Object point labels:
== == ==
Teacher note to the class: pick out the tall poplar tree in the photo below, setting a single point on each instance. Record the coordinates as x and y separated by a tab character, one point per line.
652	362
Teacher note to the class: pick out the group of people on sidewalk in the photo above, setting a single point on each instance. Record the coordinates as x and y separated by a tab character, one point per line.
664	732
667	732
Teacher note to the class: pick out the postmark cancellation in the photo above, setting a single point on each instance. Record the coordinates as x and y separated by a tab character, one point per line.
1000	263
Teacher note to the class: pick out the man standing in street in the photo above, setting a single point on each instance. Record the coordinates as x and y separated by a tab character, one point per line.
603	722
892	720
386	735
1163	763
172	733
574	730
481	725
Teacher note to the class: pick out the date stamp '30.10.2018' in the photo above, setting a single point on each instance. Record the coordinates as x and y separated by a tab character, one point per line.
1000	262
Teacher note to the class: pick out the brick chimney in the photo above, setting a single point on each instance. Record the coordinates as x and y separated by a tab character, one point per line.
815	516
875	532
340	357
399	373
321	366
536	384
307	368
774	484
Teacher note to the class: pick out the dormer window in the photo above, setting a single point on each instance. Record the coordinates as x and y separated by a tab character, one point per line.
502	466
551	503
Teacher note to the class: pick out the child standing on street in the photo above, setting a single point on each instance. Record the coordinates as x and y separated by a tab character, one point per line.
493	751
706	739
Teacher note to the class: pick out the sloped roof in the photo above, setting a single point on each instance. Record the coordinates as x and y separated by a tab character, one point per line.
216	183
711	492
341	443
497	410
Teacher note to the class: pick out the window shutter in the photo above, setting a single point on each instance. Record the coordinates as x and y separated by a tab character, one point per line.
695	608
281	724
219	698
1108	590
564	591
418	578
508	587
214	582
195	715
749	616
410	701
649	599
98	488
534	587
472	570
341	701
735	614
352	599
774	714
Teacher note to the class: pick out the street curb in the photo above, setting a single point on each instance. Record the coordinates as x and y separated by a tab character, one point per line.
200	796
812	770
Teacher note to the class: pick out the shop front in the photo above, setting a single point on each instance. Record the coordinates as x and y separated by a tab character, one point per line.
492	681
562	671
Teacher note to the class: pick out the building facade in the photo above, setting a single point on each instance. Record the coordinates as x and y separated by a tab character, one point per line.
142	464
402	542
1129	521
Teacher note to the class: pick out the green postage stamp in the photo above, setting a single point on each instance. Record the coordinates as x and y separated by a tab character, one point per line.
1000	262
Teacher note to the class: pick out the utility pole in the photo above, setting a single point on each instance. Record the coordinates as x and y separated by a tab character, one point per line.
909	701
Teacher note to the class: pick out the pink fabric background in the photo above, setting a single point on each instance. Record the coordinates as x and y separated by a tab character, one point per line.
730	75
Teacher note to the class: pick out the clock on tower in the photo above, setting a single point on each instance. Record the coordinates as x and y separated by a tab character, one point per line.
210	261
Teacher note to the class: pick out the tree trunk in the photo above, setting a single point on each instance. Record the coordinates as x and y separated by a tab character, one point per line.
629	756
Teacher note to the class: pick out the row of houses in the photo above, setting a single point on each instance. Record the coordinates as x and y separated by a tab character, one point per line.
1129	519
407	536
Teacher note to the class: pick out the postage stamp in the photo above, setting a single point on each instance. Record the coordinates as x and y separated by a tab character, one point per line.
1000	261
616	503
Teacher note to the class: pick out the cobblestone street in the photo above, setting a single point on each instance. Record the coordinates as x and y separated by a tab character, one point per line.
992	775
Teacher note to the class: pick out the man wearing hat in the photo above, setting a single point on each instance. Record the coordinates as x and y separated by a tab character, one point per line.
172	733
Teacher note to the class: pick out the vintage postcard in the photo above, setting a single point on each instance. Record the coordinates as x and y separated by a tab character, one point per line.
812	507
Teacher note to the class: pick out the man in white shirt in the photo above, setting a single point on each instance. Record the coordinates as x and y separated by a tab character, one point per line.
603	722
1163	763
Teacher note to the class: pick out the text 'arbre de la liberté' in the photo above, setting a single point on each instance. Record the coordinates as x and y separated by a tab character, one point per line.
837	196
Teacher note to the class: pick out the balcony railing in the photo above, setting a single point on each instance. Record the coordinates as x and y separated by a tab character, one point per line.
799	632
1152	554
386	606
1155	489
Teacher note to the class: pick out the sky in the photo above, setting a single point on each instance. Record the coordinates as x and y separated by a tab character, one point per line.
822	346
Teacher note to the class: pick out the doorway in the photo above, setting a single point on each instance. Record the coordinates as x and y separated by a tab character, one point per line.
== == ==
What to do: Write the material out again in its entirety, exactly as shown.

Final result:
Teacher note to the class: pick out the tall poplar tree in the photo below, setting a single point on each instance. Record the coordinates as x and y separated by a tab character, one point per line.
652	362
Teacher note to the class: pick out the group of people on sidewalk in the photo above, setting a single point on each instance. Record the coordinates as x and y separated by a tab character, one point per line.
664	732
667	732
Teacher note to the class: pick out the postmark cancellation in the photo above, setting a single point on each instance. Record the coordinates as x and y separated by a tab character, one point per line.
1000	263
Teacher note to the class: pick out the man standing in street in the photo above, setting a single point on each instance. Record the coordinates as x and y separated by a tab character, one point per line.
603	722
892	720
386	735
1163	763
172	733
574	730
481	725
Teacher note to the class: pick out the date stamp '30.10.2018' in the photo above, setting a single point on each instance. Record the coordinates as x and y separated by a tab character, one point per line.
1000	262
Teacher note to the class: pick out the brick chimney in the photo above, setting a single point on each instance. Record the coordinates as x and y separated by a tab character, one point per line.
815	516
875	532
340	357
399	373
321	366
536	384
307	368
774	484
Teacher note to the class: pick out the dormer window in the photo above, setting a single point on each instance. Record the coordinates as x and y separated by a tab character, one point per line.
502	466
551	503
Teacher note to the class: pick out the child standing on street in the photo above, setting a single point on each instance. Record the coordinates as x and y separated by a tab character, one point per line.
493	751
706	739
Teacher note to the class: pick out the sloped roof in the photo above, setting a single point on each instance. Record the coordinates as x and y separated by a tab character, one point per line.
216	183
711	492
341	443
497	410
Teacher note to the class: pick out the window shutter in the photo above, setting a single point on each instance. Record the coordinates as x and y separated by a tab character, one point per line.
695	608
281	724
219	698
1108	590
564	591
418	578
508	587
214	582
195	715
749	616
410	701
649	599
98	488
534	587
472	570
341	701
735	614
352	599
774	714
Teacher note to the class: pick out the street curb in the photo above, setting a single point on each instance. Record the coordinates as x and y separated by a tab character, one point per line.
200	796
812	770
Teacher note to the class: pick out the shop front in the photo above, setting a single point on each instance. Record the coordinates as x and y separated by a tab character, one point per line.
492	681
562	671
Teacher note to the class: pick out the building facade in the photo above, setting a single point on each instance. Record the coordinates as x and y separated by a tab character, one point per line.
142	464
402	542
1129	521
Teacher note to the class: pick out the green postage stamp in the photo above, setting a single point on each instance. Record the coordinates as x and y separated by a tab character, one point per line.
1000	262
Teacher note to the class: pick out the utility pole in the photo above, setting a single point on each instance. Record the coordinates as x and y separated by a tab character, one point per line.
909	701
Teacher note to the class: pick out the pink fabric background in the photo above, setting a single point on each instance. Record the coordinates as x and y separated by a tab character, one point per line.
730	75
Teacher note to the class: pick out the clock on tower in the photo above, setting a single point on each instance. Record the coordinates as x and y separated by a tab character, one point per line.
210	261
Teacher note to the class: pick out the tree trunk in the photo above, setting a single point on each instance. Record the coordinates as x and y separated by a tab character, one point per line.
629	756
Teacher note to the class: pick out the row of houses in the photo above, setting a single point on each instance. Record the coordinates as x and y separated by a tab character, one point per line.
1129	519
407	536
Teacher note to the class: pick out the postage stamp in the photo above, setting a single point on each instance. Record the coordinates as x and y separated by a tab character, one point per line.
1000	261
616	503
Teacher note to the class: pick out the cobblestone street in the photo above, setting a single point on each instance. Record the coordinates as x and y separated by a tab character, one point per line.
992	775
Teacher note to the class: pick out the man wearing hat in the photo above, setting a single point on each instance. Record the coordinates as x and y separated by a tab character, one point per line.
172	733
Teacher note to the class: pick out the vintage postcard in the photo above, setting a single point on each instance. Record the coordinates as x and y separated by a tab character, one point per line.
812	507
Teacher note to the class: pick out the man in white shirt in the photo above, setting a single point on each instance. Record the coordinates as x and y separated by a tab character, one point per line.
603	722
1163	763
Teacher note to the class: pick out the text 'arbre de la liberté' in the photo above, setting a single point on each instance. Record the coordinates as x and y separated by a tab character, one point per line.
837	196
Teacher note to the class: pick out the balcony railing in the photo above, setting a single point on each instance. Record the coordinates as x and y separated by a tab character, one point per line.
799	632
1152	554
386	606
1155	489
Teacher note to the class: pick out the sky in the photo above, setting a single point on each instance. Record the coordinates as x and y separated by a tab character, one point per line.
822	346
Teacher note to the class: pick out the doorway in the photo above, setting a single point on each instance. Record the coordinates as x and y separated by a tab character, one point per line.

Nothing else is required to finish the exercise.